*** WORKING DATA

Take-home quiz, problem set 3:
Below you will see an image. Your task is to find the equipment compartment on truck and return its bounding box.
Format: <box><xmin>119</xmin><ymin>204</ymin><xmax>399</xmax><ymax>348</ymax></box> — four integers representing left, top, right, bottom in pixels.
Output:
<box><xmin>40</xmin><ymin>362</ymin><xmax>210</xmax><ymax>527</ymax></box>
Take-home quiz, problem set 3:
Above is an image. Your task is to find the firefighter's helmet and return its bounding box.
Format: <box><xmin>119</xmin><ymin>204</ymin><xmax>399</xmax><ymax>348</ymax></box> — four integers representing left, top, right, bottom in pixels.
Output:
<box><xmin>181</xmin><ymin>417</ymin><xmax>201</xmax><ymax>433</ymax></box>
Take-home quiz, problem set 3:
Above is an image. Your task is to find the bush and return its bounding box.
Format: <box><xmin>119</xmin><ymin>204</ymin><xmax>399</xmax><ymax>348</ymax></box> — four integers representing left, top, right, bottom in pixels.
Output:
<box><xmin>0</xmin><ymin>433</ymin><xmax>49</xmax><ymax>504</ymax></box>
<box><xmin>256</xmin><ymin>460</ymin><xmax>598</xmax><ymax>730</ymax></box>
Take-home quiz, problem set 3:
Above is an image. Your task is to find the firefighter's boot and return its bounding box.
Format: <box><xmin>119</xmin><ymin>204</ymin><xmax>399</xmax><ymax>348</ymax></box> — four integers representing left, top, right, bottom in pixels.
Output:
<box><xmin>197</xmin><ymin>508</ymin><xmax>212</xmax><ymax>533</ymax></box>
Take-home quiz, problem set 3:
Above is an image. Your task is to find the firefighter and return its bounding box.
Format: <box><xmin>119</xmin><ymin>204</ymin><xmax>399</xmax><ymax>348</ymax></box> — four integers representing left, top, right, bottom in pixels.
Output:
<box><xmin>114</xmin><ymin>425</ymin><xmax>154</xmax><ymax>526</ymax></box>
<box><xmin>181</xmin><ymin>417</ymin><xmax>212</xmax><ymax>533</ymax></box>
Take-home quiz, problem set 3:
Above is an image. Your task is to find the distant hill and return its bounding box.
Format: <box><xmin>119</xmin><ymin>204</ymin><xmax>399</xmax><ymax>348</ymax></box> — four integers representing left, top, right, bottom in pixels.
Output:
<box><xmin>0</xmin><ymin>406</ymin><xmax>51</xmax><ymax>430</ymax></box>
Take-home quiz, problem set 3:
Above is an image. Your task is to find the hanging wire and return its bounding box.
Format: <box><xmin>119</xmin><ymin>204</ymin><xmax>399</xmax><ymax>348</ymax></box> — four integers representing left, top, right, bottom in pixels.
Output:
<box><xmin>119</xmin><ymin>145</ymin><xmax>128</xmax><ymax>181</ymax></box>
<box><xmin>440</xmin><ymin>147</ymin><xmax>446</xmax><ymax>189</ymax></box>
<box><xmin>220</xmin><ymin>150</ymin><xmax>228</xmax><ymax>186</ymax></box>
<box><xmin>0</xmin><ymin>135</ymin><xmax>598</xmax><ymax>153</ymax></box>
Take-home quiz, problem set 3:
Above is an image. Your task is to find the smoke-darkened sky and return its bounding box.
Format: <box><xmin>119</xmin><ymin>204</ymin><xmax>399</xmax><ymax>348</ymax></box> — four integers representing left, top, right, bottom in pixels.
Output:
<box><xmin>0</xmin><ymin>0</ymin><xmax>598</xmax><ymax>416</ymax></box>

******

Count the lines in the records that contain the string "firefighter". Case counts. Reply with the number alone.

3